*DIRECTIVE 1*
According to the post on updated InChIs, which version of the InChI code was used to regenerate every InChI in the database?

*EXTRACT*
We’ve updated our InChIs
Posted by: Colin Batchelor in InChICopyright©2011 Colin Batchelor
We’ve rejigged our data to make searching more reliable.
What have we done?
We’ve regenerated all of the InChIs in the database with version 1.03 of the InChI code.
What does that mean?
The InChI (international chemical identifier) is a short piece of text that describes the structure of a molecule. Each one is generated by a free and open-source computer program, which guarantees that it should be the same and there shouldn’t be conflicting InChIs for the same molecule. You can’t really write them by hand, because they look like this:
InChI=1S/C10H22ClN2O5PS/c1-3-10(9-18-20(2,15)16)12-19(14)13(7-5-11)6-4-8-17-19/h10,12H,3-9H2,1-2H3
ChemSpider is built on InChIs. If two molecules have the same InChI, then they’re the same record in ChemSpider, and if you can’t InChIfy it, you can’t put it in ChemSpider. That’s why we can’t do, for example, polymers yet.
We’re proud to be founder members of the InChI Trust, which supports this critical element in the sharing of chemical compound information.
What does all this mean for ChemSpider?
Because there is an active community supporting InChI who look out for these things, version 1.03 contained some bug fixes which mean that a very small number of the InChIs themselves, only a few dozen out of the whole database, have changed.
- P+–O– bonds and P+–S– are now treated slightly differently. This means that it will be easier to find the exact molecule you’re looking for, regardless of how it’s been drawn. (In principle this will also apply to analogous bonds containing arsenic, selenium, tellurium and antimony, but I can’t see any examples of this in the database.)
- There was a small bug where the InChI generated for a molecule with an azide group in it sometimes varied according to the input drawing. But that doesn’t happen now.
This regeneration has also allowed us to catch and clean up some errors in the data.
What happens next?
Version 1.04 of the InChI code will be released soon. With our new framework for processing large amounts of data we’ll be able to update our InChIs much quicker. The main changes in 1.04 that affect the InChI are to how it handles radical atoms in aromatic rings, nobelium, lawrencium and rutherfordium, so we anticipate that there shouldn’t be very many changed InChIs!

Entries (RSS)
August 19th, 2011 at 10:04 am
“If two molecules have the same InChI, then they’re the same record in ChemSpider”
Using what InChI options? Is that based on the Standard InChI, or an InChI with the FixedH option? Or with any of the optional tautomer options?
August 19th, 2011 at 10:19 am
Dear Egon,
Thank you for your swift response.
The non-standard option we use is
RecMet.We certainly don’t use
KETor15Tbecause they’re still only experimental.Best wishes,
Colin.
August 19th, 2011 at 4:35 pm
Dear Colin,
While I totally agree that InChI is the best choice for database registration at the moment, there are some cases where InChI alone might not be enough. I list some of these cases in our blog (blog.mcule.com). Can I ask how you handle protomers with different InChIs for example? Also, do you apply any specific rules to avoid “double-registration” of tautomers due to simple/hard (de)protonation discrepancies?

*DIRECTIVE 2*
Transcribe the listing below exactly, everything from the line containing "Expected: one pin per instance of the chair" down to the final line of the listing, both ends included.

*PROVIDED DATA*
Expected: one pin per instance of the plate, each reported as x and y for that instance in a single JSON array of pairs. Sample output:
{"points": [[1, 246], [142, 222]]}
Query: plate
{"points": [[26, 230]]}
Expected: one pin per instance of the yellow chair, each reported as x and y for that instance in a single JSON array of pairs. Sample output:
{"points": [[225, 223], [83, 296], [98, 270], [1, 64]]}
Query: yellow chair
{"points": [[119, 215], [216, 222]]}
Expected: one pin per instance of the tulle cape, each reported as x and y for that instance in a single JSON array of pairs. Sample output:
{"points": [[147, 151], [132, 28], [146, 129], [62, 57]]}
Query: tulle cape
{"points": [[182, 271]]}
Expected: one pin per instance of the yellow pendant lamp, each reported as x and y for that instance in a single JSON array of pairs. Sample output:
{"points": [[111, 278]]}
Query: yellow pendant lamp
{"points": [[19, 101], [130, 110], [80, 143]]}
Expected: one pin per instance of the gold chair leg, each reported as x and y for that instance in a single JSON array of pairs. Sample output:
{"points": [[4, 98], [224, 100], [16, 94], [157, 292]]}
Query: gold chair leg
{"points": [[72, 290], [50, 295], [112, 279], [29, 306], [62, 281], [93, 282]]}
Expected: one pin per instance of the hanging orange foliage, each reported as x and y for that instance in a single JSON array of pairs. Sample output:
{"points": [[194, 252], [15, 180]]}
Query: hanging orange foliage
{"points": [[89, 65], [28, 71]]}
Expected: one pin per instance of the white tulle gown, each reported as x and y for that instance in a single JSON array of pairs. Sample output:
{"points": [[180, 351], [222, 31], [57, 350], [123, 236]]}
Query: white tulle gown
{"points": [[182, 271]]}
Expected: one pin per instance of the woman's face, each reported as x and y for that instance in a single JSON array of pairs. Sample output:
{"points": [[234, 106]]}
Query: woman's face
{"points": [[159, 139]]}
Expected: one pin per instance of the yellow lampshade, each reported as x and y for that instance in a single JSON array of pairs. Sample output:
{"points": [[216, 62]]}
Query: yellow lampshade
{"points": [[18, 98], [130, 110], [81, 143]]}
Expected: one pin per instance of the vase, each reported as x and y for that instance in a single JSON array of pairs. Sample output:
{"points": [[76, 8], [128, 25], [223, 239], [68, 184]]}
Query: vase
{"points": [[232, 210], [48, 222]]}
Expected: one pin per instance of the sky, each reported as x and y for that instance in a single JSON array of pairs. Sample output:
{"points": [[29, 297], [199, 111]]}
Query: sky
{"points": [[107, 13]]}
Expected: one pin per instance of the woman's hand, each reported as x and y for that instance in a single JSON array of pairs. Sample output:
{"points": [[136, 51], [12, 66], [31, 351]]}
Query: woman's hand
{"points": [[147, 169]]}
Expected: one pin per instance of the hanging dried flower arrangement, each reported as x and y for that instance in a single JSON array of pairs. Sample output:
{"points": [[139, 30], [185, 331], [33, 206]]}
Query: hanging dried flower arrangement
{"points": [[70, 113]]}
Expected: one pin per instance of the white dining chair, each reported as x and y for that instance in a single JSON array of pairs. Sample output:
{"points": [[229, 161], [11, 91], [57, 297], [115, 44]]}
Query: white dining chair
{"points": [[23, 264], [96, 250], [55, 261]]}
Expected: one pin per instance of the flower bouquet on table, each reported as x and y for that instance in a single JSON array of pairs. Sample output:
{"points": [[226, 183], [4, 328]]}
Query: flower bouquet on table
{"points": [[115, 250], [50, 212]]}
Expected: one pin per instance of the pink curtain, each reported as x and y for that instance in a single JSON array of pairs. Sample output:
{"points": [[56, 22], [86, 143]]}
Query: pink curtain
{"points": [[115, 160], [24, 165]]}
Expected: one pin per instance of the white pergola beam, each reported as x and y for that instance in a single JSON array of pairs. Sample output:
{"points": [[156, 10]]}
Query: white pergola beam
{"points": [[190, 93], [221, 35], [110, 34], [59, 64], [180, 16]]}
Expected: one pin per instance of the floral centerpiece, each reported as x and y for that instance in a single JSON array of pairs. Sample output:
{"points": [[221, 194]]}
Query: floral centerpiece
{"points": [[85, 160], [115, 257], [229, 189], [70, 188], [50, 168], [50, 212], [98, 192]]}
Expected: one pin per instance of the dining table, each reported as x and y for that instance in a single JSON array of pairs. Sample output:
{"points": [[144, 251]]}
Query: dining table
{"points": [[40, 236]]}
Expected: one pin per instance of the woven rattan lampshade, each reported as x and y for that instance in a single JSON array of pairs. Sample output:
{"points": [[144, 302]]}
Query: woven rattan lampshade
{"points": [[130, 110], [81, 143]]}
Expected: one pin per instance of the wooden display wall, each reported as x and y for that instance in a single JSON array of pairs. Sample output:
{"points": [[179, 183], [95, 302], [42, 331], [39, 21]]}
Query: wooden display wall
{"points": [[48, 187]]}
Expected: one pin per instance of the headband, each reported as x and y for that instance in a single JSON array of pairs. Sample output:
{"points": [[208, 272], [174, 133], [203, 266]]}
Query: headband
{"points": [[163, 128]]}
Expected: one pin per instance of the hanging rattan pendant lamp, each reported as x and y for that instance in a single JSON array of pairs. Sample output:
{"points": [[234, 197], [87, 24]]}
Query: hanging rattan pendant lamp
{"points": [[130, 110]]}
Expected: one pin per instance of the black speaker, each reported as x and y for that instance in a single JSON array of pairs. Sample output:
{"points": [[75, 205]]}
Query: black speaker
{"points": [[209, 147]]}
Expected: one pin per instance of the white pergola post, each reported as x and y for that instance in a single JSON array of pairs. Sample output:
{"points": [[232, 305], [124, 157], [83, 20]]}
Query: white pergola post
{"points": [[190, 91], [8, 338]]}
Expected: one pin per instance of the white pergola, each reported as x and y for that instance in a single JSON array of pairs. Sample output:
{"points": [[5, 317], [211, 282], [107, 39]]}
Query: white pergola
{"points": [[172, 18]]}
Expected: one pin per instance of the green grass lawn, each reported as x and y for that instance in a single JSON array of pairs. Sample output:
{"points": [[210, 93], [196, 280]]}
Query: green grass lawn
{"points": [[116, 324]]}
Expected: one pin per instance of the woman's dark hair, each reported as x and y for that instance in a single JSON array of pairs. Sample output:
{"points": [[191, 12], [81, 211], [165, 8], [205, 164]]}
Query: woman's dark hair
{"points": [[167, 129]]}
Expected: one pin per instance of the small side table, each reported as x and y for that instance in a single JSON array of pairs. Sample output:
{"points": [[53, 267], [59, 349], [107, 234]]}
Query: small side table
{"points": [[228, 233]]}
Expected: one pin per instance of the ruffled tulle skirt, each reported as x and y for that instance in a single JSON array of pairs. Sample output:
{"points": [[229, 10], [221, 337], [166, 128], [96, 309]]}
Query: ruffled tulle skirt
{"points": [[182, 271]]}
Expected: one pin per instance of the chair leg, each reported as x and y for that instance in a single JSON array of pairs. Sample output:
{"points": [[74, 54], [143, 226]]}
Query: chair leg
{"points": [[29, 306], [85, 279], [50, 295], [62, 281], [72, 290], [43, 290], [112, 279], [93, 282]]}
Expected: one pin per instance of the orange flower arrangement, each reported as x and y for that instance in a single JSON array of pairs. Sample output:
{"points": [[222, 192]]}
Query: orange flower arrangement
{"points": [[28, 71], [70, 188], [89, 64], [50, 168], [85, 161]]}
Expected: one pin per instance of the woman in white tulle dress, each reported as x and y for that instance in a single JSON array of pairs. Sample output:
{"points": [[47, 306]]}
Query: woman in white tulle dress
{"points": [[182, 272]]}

*EXPECTED ANSWER 1*
Version 1.03.

*EXPECTED ANSWER 2*
Expected: one pin per instance of the chair leg, each reported as x and y for that instance in a single JSON array of pairs. Sample output:
{"points": [[74, 54], [143, 226]]}
Query: chair leg
{"points": [[29, 306], [85, 279], [50, 295], [62, 281], [72, 290], [43, 290], [112, 279], [93, 282]]}
Expected: one pin per instance of the orange flower arrangement, each reported as x and y for that instance in a single JSON array of pairs. Sample output:
{"points": [[222, 192]]}
Query: orange flower arrangement
{"points": [[28, 71], [70, 188], [89, 64], [50, 168], [85, 161]]}
Expected: one pin per instance of the woman in white tulle dress, each reported as x and y for that instance in a single JSON array of pairs. Sample output:
{"points": [[47, 306]]}
Query: woman in white tulle dress
{"points": [[182, 272]]}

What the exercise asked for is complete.